ARBEITSAUFTRAG A:
Welche beiden Zutaten bilden laut dem Text über das Whisky-Aromenprofil „Süss, fruchtig & mild“ den Ursprung der Aromenkreation?
ARBEITSAUFTRAG B:
Führen Sie den Text über das Whisky-Aromenprofil „Süss, fruchtig & mild“ im Anschluss an seinen letzten Satz weiter.

GEZEIGTER TEXTAUSZUG:
□ □ □ □ □ □ □
Süss, fruchtig und mild 

Wo der Geschmack zum Leben erwacht

Sind Sie bereit für ein tropisches Abenteuer mit Noten von Vanille, Karamellcreme, Zitrus-, Garten- und Steinfrüchten, Mango und Ananas? Dann ist Süss, fruchtig & mild Ihr Aromenprofil. Julien Willems erkundet, woher diese verführerischen Aromen stammen und warum das Tasting Panel der Society einen Single Malt unter dieser Kategorie einordnet.

Alle Aromen im Whisky haben ihren Ursprung in den Zutaten und der Art und Weise, wie diese verarbeitet wurden. Die gemälzte Gerste und die Hefe bilden den Ursprung der Aromenkreation, insbesondere während der Fermentation. Gleichermassen wichtig ist jedoch auch die Auswahl der verwendeten Brennblasen, die Trennschnitte bei der Destillation sowie die Art der Kondensatoren.
□ □ □ □ □ □ □
EINGABEDATEN:
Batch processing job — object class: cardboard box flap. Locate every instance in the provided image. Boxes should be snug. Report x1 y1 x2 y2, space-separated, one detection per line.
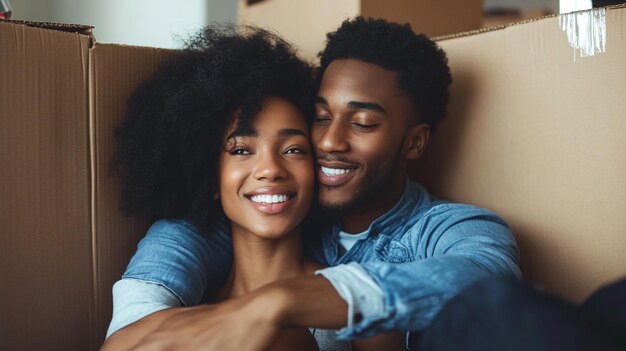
412 6 626 301
89 43 176 342
4 20 94 36
0 21 93 350
432 3 626 41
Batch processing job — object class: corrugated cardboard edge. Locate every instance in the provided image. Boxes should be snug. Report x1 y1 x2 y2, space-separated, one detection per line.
432 3 626 41
3 20 95 39
87 43 100 350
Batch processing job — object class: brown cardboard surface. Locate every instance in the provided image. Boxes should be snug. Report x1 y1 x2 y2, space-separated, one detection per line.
238 0 483 61
413 4 626 301
90 44 174 343
0 21 93 350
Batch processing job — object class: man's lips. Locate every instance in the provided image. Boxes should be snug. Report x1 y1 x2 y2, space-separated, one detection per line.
317 161 358 187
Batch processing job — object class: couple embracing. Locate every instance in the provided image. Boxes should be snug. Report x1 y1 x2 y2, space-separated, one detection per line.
103 18 520 350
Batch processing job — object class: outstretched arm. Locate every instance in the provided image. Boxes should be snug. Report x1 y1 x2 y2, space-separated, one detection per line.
103 220 232 350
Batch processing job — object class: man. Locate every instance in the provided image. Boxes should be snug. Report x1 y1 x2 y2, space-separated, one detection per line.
107 18 520 350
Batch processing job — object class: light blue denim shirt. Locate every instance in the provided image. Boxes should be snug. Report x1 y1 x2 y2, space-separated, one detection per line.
123 180 521 338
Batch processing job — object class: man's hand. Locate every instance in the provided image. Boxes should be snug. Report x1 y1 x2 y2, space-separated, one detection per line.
131 293 280 351
103 276 348 351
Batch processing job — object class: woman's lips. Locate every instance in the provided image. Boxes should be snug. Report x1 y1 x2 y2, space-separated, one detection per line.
245 188 295 214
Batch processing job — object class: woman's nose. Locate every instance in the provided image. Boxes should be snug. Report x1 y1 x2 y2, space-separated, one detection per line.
254 153 286 181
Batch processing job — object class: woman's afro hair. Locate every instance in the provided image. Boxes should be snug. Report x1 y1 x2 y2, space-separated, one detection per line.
318 17 452 132
113 26 314 232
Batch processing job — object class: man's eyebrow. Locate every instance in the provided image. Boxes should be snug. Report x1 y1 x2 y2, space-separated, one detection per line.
348 101 387 114
315 96 328 106
315 96 387 114
278 128 306 137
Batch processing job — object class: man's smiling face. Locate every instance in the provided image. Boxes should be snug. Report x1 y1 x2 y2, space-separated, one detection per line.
311 59 416 223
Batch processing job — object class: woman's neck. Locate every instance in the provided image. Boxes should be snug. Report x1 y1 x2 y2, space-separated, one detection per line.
220 224 312 299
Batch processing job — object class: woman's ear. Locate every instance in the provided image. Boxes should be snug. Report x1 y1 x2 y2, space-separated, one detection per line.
404 123 430 160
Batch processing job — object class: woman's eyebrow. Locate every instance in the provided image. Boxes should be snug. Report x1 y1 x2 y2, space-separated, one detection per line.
278 128 306 137
226 128 259 140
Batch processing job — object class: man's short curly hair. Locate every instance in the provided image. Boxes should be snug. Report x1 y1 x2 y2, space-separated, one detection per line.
114 26 314 232
318 17 452 131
□ □ □ □ □ □ □
SCHRIFTLICHE ANTWORT A:
Die gemälzte Gerste und die Hefe.

SCHRIFTLICHE ANTWORT B:
Und nicht zuletzt auch die Behandlung des Holzes und die Art und Weise, wie das Fass selbst seine Aromen im Laufe des Reifeprozesses abgibt. Viele der Verbindungen aus diesen Prozessen sind aromenbildend und das individuelle Profil jedes einzelnen Whiskys entsteht durch den relativen Anteil jeder dieser Komponenten an dem wahrgenommenen Gesamtaroma.

Sprechen wir über die Ester

Was hat Süss, fruchtig & mild damit zu tun? Eine wichtige Gruppe von Verbindungen in diesem Aromenprofil sind die Ester, von denen typischerweise eine ganze Bandweite mit fruchtigen und floralen Aromen assoziiert wird. Es gibt endlos viele Varianten von Ester-Typen und deren Konzentrationen. Aus diesem Grund sind auch die fruchtigen Anmutungen, die sie bilden können, durchaus vielfältig. Unterschiedliche Ester können beispielsweise als Aromen von Zitrusfrüchten oder Grünem Apfel wahrgenommen werden (Isoamylacetat, um es mit den Worten eines Chemikers zu sagen), während andere möglicherweise Assoziationen von Banane, Mango und vollreifer Ananas hervorrufen (dies ist der Fall, wenn Butansäureethylester im Spiel ist).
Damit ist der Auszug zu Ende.